● **Task directions**
Look for the word "laid" in the data below, and copy every line that holds it.

● **Recorded data**
————
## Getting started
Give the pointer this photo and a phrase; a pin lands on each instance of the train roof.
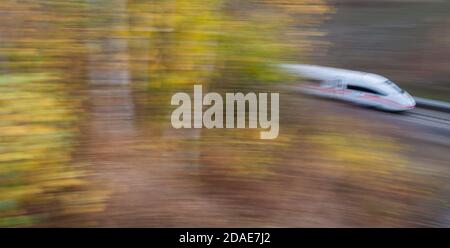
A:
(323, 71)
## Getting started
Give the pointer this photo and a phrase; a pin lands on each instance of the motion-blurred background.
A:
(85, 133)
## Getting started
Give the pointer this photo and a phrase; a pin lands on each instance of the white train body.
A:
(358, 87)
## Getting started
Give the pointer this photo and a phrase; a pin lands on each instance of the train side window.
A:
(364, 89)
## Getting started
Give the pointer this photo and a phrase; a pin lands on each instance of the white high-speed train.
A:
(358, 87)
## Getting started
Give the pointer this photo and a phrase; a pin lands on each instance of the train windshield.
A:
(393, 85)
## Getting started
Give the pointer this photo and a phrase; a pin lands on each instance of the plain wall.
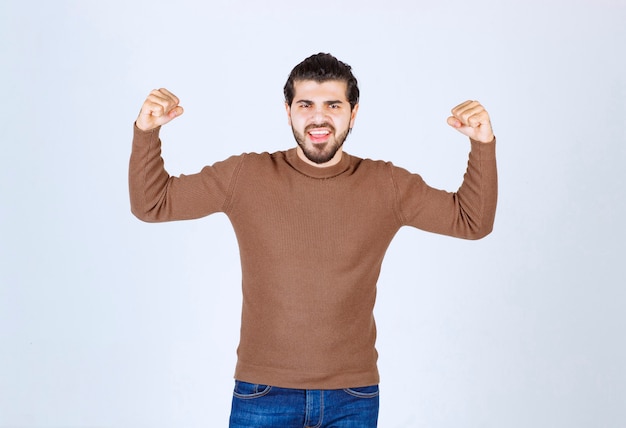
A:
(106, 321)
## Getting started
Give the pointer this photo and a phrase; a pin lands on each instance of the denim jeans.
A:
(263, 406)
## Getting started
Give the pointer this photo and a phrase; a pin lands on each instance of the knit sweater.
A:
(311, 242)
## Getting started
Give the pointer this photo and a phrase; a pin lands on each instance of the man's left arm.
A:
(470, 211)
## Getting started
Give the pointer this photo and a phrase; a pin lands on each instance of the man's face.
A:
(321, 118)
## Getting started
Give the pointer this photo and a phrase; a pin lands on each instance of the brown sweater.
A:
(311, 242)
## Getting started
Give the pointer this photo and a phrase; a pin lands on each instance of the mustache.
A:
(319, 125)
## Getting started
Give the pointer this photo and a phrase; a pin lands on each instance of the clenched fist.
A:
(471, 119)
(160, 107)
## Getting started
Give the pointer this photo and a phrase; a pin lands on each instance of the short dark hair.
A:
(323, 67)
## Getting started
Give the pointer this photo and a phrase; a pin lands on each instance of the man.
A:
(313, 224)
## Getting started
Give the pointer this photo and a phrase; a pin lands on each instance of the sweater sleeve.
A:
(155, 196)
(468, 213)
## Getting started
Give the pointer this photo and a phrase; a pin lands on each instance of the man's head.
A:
————
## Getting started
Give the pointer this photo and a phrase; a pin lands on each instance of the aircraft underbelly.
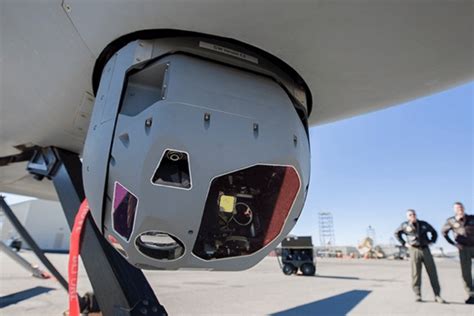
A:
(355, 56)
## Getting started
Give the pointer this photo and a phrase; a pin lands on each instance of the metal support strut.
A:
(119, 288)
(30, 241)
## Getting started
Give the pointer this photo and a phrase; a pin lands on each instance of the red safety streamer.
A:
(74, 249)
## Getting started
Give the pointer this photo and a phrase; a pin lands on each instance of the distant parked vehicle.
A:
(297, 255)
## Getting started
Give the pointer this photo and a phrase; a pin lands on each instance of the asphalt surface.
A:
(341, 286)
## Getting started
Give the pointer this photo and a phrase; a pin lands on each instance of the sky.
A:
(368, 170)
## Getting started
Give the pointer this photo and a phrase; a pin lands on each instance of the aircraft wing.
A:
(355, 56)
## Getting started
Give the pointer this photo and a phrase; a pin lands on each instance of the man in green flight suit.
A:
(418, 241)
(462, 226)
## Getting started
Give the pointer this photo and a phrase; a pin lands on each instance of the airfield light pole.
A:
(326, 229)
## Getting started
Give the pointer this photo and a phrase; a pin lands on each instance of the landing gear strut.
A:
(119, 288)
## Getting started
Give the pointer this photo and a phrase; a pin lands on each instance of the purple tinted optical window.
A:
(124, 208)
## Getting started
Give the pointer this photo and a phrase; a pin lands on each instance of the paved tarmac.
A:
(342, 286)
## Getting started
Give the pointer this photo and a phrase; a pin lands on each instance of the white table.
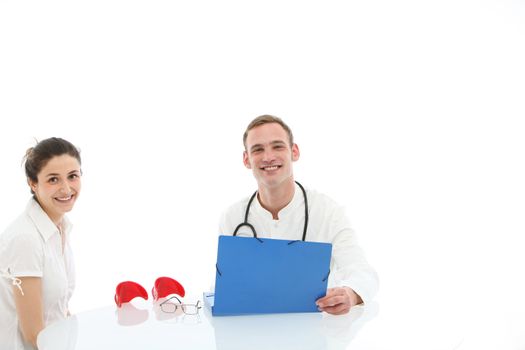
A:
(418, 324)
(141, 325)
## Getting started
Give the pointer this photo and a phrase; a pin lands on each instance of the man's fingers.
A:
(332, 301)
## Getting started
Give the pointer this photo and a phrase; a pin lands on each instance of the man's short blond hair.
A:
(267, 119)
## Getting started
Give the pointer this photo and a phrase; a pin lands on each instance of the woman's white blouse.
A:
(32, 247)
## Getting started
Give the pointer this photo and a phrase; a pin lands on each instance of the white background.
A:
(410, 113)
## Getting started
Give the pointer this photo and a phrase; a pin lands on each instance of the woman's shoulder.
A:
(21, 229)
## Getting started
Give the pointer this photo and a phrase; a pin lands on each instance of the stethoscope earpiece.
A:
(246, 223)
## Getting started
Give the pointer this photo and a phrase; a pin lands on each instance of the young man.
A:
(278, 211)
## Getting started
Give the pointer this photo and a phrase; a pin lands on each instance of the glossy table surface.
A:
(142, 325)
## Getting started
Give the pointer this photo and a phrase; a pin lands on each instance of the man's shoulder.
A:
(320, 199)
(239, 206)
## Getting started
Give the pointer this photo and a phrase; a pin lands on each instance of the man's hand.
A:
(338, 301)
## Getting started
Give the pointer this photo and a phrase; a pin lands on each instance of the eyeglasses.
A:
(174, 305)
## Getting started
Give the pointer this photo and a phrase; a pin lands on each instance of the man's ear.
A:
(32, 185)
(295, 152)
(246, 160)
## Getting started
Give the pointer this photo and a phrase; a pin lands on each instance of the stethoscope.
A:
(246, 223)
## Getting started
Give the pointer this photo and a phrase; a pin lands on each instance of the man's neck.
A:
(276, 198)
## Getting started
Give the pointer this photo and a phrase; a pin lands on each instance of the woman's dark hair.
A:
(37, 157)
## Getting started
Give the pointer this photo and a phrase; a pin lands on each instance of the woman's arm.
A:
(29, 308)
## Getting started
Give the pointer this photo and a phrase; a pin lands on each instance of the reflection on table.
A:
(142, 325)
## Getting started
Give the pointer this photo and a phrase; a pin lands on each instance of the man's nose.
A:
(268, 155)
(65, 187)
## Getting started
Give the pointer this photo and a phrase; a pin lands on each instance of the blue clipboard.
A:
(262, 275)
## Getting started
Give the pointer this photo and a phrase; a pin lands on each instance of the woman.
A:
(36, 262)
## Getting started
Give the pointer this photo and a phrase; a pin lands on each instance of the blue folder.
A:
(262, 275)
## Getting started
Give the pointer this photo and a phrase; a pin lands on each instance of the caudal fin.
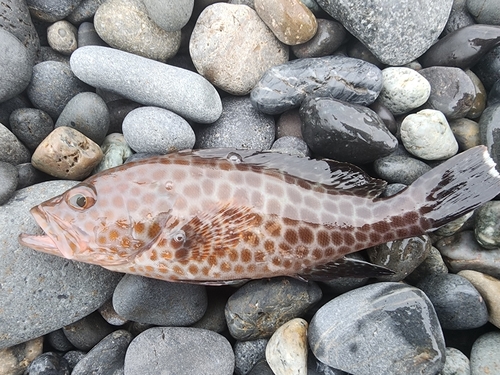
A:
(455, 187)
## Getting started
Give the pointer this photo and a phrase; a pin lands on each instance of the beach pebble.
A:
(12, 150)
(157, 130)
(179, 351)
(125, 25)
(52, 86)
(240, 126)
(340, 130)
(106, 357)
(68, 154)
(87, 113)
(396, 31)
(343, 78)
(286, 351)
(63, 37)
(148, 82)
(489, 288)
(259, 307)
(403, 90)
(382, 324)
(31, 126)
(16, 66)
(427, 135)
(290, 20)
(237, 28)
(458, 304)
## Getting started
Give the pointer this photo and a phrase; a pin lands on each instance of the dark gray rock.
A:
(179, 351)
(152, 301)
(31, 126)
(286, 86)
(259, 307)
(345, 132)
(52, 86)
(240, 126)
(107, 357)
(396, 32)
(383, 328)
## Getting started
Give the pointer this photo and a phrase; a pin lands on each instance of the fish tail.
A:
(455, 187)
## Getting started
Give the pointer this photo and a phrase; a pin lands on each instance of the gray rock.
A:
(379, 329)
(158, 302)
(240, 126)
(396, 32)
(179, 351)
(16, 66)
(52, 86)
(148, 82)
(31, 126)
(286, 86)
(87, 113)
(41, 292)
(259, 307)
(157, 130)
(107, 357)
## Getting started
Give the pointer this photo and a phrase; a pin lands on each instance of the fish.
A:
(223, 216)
————
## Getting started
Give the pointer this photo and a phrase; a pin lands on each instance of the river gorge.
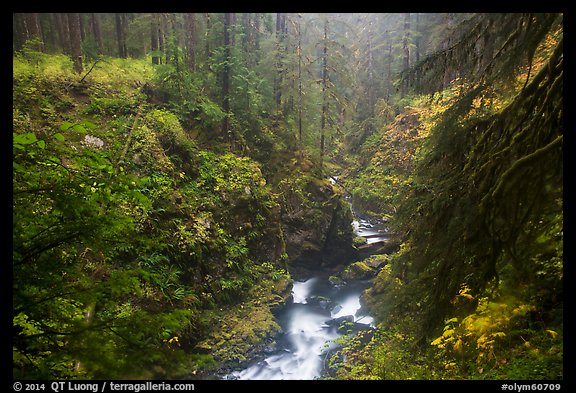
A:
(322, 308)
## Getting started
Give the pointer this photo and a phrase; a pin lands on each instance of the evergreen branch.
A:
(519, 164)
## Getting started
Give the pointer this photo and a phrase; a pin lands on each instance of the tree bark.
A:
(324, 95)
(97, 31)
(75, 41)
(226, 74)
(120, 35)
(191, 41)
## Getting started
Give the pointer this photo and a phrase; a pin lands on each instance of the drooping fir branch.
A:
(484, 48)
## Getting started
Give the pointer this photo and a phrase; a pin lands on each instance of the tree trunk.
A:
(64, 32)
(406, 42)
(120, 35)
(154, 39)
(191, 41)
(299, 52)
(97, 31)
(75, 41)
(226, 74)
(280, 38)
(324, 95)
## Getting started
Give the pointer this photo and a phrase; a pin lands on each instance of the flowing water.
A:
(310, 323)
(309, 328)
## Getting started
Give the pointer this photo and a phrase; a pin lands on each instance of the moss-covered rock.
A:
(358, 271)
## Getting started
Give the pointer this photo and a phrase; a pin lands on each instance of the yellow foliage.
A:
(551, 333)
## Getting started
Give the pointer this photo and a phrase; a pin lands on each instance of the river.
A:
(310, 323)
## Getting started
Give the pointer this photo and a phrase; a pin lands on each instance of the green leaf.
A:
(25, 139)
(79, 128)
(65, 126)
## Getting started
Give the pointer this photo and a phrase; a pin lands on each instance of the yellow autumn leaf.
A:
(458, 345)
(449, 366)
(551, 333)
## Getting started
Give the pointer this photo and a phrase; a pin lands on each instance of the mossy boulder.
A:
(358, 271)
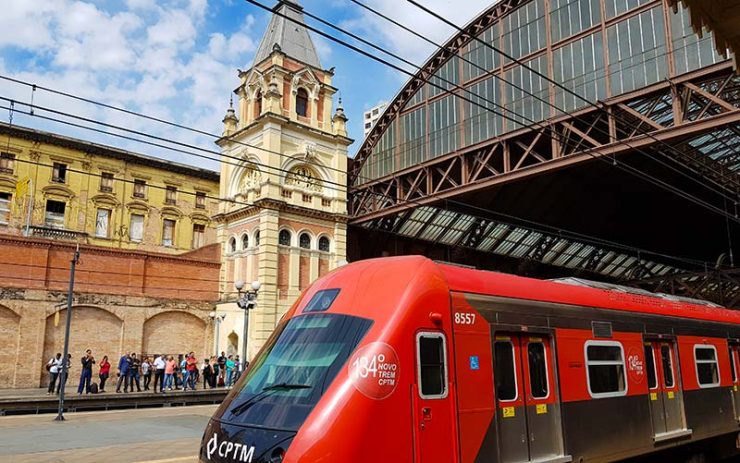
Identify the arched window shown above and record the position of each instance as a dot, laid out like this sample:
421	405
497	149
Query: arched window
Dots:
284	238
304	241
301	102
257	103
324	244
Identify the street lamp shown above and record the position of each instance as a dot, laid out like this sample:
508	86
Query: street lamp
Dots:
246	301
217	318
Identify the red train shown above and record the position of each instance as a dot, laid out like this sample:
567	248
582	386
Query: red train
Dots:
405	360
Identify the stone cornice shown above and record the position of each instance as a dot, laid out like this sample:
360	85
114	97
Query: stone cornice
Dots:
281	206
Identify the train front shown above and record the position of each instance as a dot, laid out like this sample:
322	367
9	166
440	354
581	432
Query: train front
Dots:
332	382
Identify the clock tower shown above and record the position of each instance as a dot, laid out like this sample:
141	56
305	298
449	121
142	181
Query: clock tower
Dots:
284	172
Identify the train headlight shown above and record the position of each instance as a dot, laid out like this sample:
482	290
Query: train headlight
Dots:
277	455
————
● **Answer to this task**
Identify the arched window shown above and record the position of each instance as a dot, laid out like this sample:
Identify the street lamp shown above and record the position of each instance as a dot, laid out like this sample:
Identify the red train shown above and record the position of each instance as a dot, laid out like this sample:
Identify the stone cornice shown above and record the position of each instance as a dot, laid out like this sample:
Identify the train front shown above and record the position of each instance as a dot, laid out like this sample:
Identify the clock tower shown above and record the position of each instance as a dot, laid out like this sample:
Identify the train headlight shown above and record the position of each instance as a dot, laid out like this sample:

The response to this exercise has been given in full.